--- Records provided ---

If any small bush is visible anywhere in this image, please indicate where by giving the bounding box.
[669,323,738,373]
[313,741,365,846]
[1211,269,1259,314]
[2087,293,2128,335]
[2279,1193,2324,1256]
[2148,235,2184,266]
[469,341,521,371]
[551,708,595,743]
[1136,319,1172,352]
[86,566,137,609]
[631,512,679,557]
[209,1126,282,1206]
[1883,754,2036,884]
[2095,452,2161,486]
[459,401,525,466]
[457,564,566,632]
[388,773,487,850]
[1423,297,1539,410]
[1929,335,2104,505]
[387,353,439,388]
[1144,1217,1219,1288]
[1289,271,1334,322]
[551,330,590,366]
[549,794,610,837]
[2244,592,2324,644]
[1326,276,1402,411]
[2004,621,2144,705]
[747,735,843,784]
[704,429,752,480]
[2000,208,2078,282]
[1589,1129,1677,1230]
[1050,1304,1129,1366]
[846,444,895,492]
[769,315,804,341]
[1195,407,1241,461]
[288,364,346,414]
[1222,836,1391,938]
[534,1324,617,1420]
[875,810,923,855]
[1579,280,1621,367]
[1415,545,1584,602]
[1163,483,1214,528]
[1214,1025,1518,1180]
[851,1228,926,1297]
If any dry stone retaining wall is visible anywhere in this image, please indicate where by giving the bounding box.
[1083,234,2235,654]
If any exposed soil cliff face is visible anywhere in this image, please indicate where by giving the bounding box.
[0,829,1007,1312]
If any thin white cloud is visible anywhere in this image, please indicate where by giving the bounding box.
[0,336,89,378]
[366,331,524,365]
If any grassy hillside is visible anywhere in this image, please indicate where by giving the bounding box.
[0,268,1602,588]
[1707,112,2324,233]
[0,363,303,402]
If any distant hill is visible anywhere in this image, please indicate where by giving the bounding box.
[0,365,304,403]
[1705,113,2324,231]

---

__Task__. Your reply should consist of the records, copied exactly.

__Output below__.
If any small bush is visible anywhere in this image, please indicate where by giving the bounding box.
[669,323,738,373]
[313,741,365,846]
[1211,269,1259,314]
[2087,293,2128,335]
[2279,1193,2324,1256]
[2148,235,2184,266]
[469,341,521,371]
[551,708,595,743]
[1136,319,1172,352]
[86,566,137,609]
[631,512,679,557]
[209,1126,282,1206]
[1883,754,2036,884]
[2095,452,2161,486]
[459,401,525,466]
[457,564,566,632]
[388,773,487,850]
[1423,297,1539,410]
[1929,335,2104,505]
[387,353,439,388]
[1144,1217,1219,1288]
[1289,271,1334,322]
[551,330,590,366]
[549,794,610,837]
[2244,592,2324,644]
[1326,276,1402,411]
[2004,621,2144,705]
[747,735,843,784]
[704,429,752,480]
[2000,208,2078,282]
[1589,1129,1677,1230]
[1050,1304,1129,1366]
[846,444,895,492]
[769,315,804,341]
[1195,407,1241,461]
[288,364,346,414]
[1222,836,1391,938]
[534,1324,617,1420]
[875,810,923,855]
[1579,280,1621,367]
[1415,545,1584,602]
[1163,483,1214,528]
[1214,1025,1518,1180]
[851,1228,926,1297]
If any dry stone retaining wall is visible anywhere in this image, please indicate where by giving the bounding box.
[1083,234,2235,654]
If any exposed soil cliff face is visible anywhere in this image, please indicate where by giving the bounding box.
[0,829,1007,1312]
If any thin white cloud is visible anywhere in this image, please indicate where by giving the bounding box.
[0,336,89,378]
[366,331,524,365]
If any grassy hillside is visible anywhere in this image, please indicate where by giving the bounding box.
[0,268,1602,588]
[1707,112,2324,233]
[0,363,303,402]
If any distant hill is visible anywhere in this image, please indicate where by giving the bounding box.
[0,365,304,403]
[1705,113,2324,231]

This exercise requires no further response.